# EXERCISE OBJECTIVE
Output every line of the listing as it stands.

# DATA TO PROCESS
○ ○ ○ ○ ○ ○ ○
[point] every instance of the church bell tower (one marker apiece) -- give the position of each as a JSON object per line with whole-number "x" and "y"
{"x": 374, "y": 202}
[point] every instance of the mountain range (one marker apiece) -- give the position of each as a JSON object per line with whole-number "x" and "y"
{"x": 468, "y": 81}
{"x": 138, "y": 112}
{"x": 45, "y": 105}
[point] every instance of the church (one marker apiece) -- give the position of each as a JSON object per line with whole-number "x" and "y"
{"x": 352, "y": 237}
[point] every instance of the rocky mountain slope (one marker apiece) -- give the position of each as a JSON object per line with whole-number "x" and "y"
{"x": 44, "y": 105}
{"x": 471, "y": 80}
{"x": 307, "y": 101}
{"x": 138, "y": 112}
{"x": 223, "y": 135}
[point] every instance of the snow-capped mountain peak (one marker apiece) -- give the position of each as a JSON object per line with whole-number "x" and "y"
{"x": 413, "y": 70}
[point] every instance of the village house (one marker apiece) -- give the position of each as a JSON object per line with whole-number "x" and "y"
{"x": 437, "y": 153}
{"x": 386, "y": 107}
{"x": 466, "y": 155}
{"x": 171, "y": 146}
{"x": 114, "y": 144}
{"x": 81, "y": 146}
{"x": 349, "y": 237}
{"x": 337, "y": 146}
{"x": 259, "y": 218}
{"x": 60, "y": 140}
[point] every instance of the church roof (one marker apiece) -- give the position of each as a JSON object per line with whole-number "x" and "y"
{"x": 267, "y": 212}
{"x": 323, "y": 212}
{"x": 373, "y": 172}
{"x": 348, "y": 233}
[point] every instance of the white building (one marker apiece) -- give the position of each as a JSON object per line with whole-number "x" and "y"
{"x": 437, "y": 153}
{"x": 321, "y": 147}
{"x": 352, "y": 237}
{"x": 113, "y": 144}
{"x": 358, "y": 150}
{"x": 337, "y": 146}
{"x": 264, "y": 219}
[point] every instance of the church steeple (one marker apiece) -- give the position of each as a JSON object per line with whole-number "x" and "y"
○ ○ ○ ○ ○ ○ ○
# SOLVED EXERCISE
[point] every instance of the church bell tower (one marker apiece) -- give the position of each as a JSON object per line with whole-number "x" and "y"
{"x": 374, "y": 202}
[point] every instance of the mountain range (one marker apiece) -- give the position of each as a JSON object per line with whole-number "x" and "y"
{"x": 468, "y": 81}
{"x": 138, "y": 112}
{"x": 45, "y": 105}
[point] every instance of the church (one marker apiece) -- give the position of each as a JSON object per line with whole-number "x" and "y"
{"x": 352, "y": 237}
[point] every instance of the rocky mountain slope (one marker apiece) -- give the position of each as a JSON object per line with whole-number "x" and "y"
{"x": 44, "y": 105}
{"x": 471, "y": 80}
{"x": 307, "y": 101}
{"x": 138, "y": 112}
{"x": 223, "y": 135}
[point] every instance of the snow-capped mountain peak (one marker apiece) -- give the position of each as a JSON object per line with whole-number "x" and "y"
{"x": 413, "y": 70}
[point] every instance of the village house (one marker apiece) -- give the position of each as a JSON object per line with whole-number "x" and "y"
{"x": 437, "y": 153}
{"x": 386, "y": 107}
{"x": 466, "y": 155}
{"x": 171, "y": 146}
{"x": 114, "y": 144}
{"x": 81, "y": 146}
{"x": 349, "y": 237}
{"x": 337, "y": 146}
{"x": 259, "y": 218}
{"x": 60, "y": 140}
[point] every instance of the church roof (one marker apiece) -- give the position of each as a JSON object per line with whole-number "x" and "y"
{"x": 267, "y": 212}
{"x": 323, "y": 212}
{"x": 373, "y": 172}
{"x": 348, "y": 233}
[point] every instance of the white building (one marker apiece) -- give the position of each as a JSON object per line with whole-number "x" and "y"
{"x": 437, "y": 153}
{"x": 321, "y": 147}
{"x": 352, "y": 237}
{"x": 113, "y": 144}
{"x": 358, "y": 150}
{"x": 337, "y": 146}
{"x": 264, "y": 219}
[point] every instance of the church steeple (one marker apiece) -- give the position of each as a JSON object per line with whole-number "x" and "y"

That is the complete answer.